* _Document excerpt_
════════

If Lyme disease, the tick-borne illness that brings with it flu-like symptoms and appears with the sign of a bull’s-eye rash wasn’t bad enough, there’s a new nasty illness being spread by ticks. Powassan virus is transmitted by ticks and while it is rare—diagnosed less than 50 times in the past 10 years—it can bring about neurological infections.
Lyme disease is the most common of tick-borne illnesses and those cursed with the illness report flu-like symptoms and often have a rash that can sometimes take the shape of a bull’s-eye. The US Centers for Disease Control and Prevention believe somewhere around 300,000 people are diagnosed with the disease each year, but many cases go unreported.
Unlike Lyme disease though which normally requires a tick to be on its host for 24 hours, Powassan can transmitted in as little as an hour of the tick biting its host and often times people who are infected show no symptoms. The symptoms that do appear usually show themselves in the form of severe headache, fever, vomiting, and confusion.
Now, there’s probably no need to barricade yourself indoors all summer out of fear over contracting Powassan from a tick. Less than 10% of deer ticks are thought to carry the virus, and only around 10% of the few cases of people contracting the virus have resulted in death.
Jorge Parada, MD, medical adviser for the National Pest Management Association (NPMA) from Loyola University, advises that the best way to fight the disease is to simply take the proper precautions against it.
“So even when the weather’s good and you want to go out and hike in shorts, the truth is, long pants and tucking your pants into your socks will protect you from tick bites,” he says. “Insect repellents also helps guard against ticks (20 percent DEET at the minimum), and if you’re out hiking, make sure to stay away from vegetation.”
Unfortunately, it’s also predicted that the tick population will be on the rise this summer. The heavy snowfall didn’t kill the little buggers, it only made them stronger and shielded them from the frigid temperatures. Researchers believe this slight by Mother Nature will likely lead to an increase in the tick population this summer and with that comes the threat of Lyme disease and other tick-borne viruses. Ugh.

════════

* _Stored data entries_

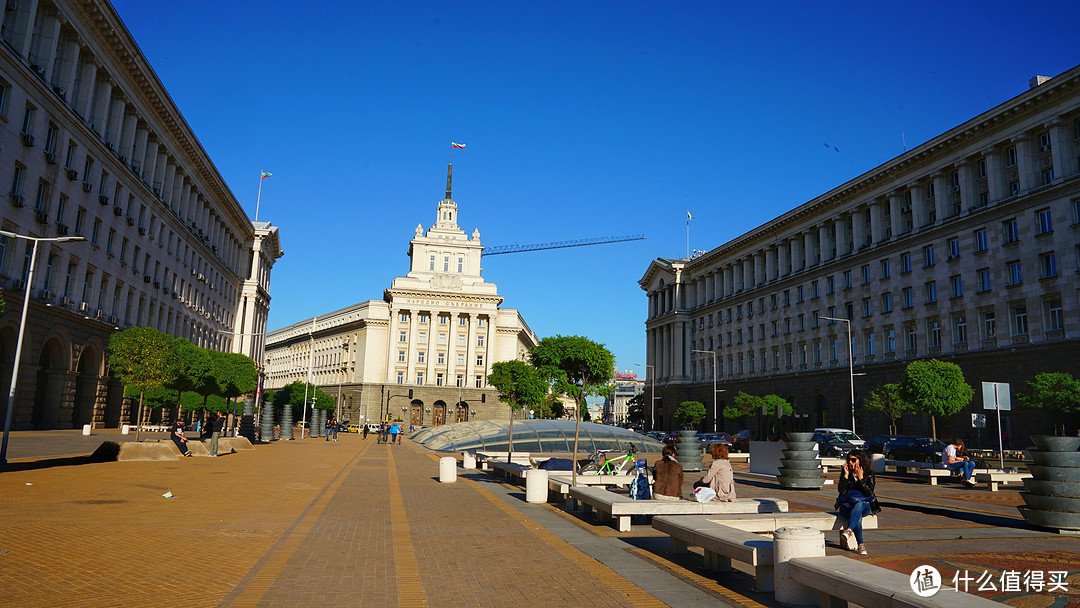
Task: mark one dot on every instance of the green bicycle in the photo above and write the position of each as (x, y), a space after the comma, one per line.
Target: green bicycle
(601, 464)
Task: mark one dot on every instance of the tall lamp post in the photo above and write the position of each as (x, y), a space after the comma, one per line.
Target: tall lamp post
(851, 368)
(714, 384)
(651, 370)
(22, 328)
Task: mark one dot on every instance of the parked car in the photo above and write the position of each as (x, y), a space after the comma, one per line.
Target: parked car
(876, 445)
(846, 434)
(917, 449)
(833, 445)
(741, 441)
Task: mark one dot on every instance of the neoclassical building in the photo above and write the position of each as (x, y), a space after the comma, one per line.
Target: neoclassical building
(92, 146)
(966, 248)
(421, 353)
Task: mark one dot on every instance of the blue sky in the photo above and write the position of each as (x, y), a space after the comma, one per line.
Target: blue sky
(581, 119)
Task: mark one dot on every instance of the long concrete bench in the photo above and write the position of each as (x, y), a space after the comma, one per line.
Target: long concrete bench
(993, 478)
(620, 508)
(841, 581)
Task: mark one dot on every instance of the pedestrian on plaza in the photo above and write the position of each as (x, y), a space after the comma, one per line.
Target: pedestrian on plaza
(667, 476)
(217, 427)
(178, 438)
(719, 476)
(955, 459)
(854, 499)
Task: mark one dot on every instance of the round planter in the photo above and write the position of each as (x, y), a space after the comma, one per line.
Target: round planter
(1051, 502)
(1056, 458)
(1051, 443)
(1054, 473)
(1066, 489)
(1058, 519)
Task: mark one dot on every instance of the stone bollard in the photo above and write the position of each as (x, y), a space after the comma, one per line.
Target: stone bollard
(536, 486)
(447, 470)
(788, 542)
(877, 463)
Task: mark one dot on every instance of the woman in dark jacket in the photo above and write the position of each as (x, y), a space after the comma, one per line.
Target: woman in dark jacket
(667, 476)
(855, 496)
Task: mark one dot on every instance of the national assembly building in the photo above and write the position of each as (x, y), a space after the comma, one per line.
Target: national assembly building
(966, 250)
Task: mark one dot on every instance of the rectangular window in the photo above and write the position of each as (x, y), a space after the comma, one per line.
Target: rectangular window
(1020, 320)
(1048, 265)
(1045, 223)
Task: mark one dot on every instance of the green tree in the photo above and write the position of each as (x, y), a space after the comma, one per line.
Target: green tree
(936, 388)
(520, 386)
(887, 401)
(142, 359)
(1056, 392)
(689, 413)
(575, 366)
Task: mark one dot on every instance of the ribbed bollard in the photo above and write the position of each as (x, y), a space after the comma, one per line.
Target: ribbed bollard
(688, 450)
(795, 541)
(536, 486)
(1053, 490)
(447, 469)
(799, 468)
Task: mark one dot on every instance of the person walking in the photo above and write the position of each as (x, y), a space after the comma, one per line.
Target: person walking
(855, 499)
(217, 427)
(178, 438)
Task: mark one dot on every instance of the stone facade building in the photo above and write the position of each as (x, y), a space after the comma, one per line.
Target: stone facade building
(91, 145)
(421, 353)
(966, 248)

════════

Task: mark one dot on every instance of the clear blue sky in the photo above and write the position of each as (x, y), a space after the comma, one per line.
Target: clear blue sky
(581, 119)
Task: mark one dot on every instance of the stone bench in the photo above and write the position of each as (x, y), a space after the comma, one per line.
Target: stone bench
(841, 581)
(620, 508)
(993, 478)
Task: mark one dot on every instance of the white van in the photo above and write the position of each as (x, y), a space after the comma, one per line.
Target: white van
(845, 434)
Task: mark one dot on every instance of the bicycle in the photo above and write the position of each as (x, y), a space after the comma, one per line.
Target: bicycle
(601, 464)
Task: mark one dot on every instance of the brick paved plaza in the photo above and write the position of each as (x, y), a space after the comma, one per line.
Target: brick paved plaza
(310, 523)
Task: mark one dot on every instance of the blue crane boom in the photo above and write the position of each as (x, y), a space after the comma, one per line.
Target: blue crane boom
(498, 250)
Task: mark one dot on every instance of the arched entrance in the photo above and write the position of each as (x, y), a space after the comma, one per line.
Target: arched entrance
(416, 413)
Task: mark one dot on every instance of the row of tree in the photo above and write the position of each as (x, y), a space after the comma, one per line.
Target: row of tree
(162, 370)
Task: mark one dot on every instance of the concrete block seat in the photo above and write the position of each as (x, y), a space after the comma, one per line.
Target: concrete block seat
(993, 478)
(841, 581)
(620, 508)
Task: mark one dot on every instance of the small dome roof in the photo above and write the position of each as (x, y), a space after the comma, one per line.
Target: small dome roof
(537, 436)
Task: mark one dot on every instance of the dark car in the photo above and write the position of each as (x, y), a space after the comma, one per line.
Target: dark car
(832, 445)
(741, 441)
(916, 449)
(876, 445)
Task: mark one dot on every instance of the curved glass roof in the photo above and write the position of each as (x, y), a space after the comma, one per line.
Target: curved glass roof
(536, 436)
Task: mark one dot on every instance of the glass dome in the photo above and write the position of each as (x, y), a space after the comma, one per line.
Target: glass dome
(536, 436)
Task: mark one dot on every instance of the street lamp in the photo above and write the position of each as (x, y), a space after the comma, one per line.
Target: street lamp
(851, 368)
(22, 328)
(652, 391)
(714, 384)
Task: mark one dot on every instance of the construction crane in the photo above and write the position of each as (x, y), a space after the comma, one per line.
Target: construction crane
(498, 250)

════════

* _Work item_
For each statement, decide whether it agrees with the article on Powassan virus. Answer yes or no and quote the words that decide it. (a) Lyme disease is the most common tick-borne illness. (b) More than half of deer ticks are thought to carry Powassan virus. (c) The heavy snowfall killed off many ticks. The stored data entries are material separate from the article on Powassan virus.

* _Solution to this task_
(a) Yes: "Lyme disease is the most common of tick-borne illnesses"
(b) No: "Less than 10% of deer ticks are thought to carry the virus"
(c) No: "The heavy snowfall didn’t kill the little buggers"